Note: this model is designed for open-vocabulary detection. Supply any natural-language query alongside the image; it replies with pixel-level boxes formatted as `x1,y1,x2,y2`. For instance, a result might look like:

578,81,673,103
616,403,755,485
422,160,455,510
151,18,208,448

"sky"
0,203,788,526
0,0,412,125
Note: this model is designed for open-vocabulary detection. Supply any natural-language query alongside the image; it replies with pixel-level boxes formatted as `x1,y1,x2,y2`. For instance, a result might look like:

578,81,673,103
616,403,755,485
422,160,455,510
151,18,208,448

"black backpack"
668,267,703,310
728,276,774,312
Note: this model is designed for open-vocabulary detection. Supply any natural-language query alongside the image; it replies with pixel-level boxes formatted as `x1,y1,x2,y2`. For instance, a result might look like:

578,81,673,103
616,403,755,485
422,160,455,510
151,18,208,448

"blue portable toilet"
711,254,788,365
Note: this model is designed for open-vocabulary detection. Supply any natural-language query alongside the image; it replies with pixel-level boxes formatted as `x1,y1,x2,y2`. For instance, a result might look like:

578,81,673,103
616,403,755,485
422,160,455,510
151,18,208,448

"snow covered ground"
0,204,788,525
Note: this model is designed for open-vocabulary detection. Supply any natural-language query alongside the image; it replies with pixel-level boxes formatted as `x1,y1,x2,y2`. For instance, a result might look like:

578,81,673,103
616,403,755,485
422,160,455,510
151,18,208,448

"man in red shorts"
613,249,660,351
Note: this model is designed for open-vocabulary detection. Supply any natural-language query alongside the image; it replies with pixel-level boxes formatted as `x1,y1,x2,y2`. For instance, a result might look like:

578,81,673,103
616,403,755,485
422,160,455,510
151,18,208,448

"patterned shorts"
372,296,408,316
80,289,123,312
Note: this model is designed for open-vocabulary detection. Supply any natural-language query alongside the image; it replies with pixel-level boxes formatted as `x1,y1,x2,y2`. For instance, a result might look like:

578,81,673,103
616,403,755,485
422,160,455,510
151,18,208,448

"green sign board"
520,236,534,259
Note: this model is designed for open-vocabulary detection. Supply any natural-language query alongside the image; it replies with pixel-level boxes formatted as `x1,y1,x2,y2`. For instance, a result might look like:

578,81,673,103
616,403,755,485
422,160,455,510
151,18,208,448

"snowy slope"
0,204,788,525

> _What you need to do_
Put every line from all of the rows above into a single JSON list of strings, one string per line, and leave out the blank lines.

> _Correct result_
[
  "Note: this model is designed for open-vocabulary detection. Supply any natural-language query alongside the image; it replies with pixel-level boxes formatted as `x1,y1,x2,y2`. For instance, a result might look like:",
  "578,81,673,103",
  "616,403,755,485",
  "422,160,455,510",
  "151,18,208,448",
  "\"sky\"",
  "0,203,788,526",
  "0,0,412,125",
  "Note: this model is designed for open-vocabulary detection. Supply any natural-language query alongside the image; it replies with pixel-level boxes formatted as `x1,y1,x2,y2`. For instance, a result might look like:",
  "578,81,673,103",
  "616,403,755,485",
  "422,160,455,510",
  "151,18,208,448",
  "\"black backpack\"",
  "668,267,703,310",
  "728,276,774,312",
  "Note: this model is designed for open-vocabulary detection. Supply any natural-language query alongside the image; it replies with pixel-level boxes formatted as `x1,y1,x2,y2`. For instance, a result might look like:",
  "578,81,673,103",
  "616,403,755,485",
  "422,160,455,510",
  "151,18,208,448",
  "\"blue portable toilet\"",
  "711,254,788,365",
  "Note: this model is designed for open-vocabulary detection. Supply any natural-language query alongside the image; it replies with pixel-level boxes formatted as `x1,y1,x2,y2`. For instance, a result might look like:",
  "578,81,673,103",
  "616,403,755,485",
  "422,160,455,510",
  "151,18,208,448",
  "\"snow covered ground\"",
  "0,204,788,525",
  "Note: this model is designed for open-vocabulary detection. Supply any natural-language query alongside the image; it replies with pixel-level boxes formatted as `x1,y1,x2,y2`. For instance, a result might look like:",
  "578,81,673,103",
  "616,403,755,485",
  "422,160,455,510",
  "151,18,208,448",
  "\"man in red shorts\"",
  "613,249,660,351",
  "Note: this model is designed for open-vocabulary detection. Supply any natural-language query alongside the image; it replies with pixel-level boxes formatted as `x1,y1,x2,y2`. For instance, a result might look like:",
  "578,81,673,103",
  "616,403,755,485",
  "422,160,455,510",
  "151,18,208,448",
  "\"patterned shorts\"",
  "372,296,408,316",
  "80,289,123,312",
  "Note: this model is designed for open-vocabulary detection. Supply any natural-language query alongside the image; it replies with pixel-level boxes formatted as `x1,y1,x2,y2`. For instance, a result might look like:",
  "578,81,673,103",
  "616,403,755,485",
  "422,160,455,510",
  "151,18,208,448",
  "\"green sign board\"",
  "520,236,534,259",
  "Note: this model is designed for open-vocabulary detection. Supply any natural-language query alongside the image; it replies with pixel-level boxes formatted as `x1,y1,x2,y2`. For instance, a result might look like:",
  "578,81,673,103",
  "616,403,755,485",
  "422,160,455,510",
  "151,18,208,448",
  "\"snowy slope\"",
  "0,204,788,525"
]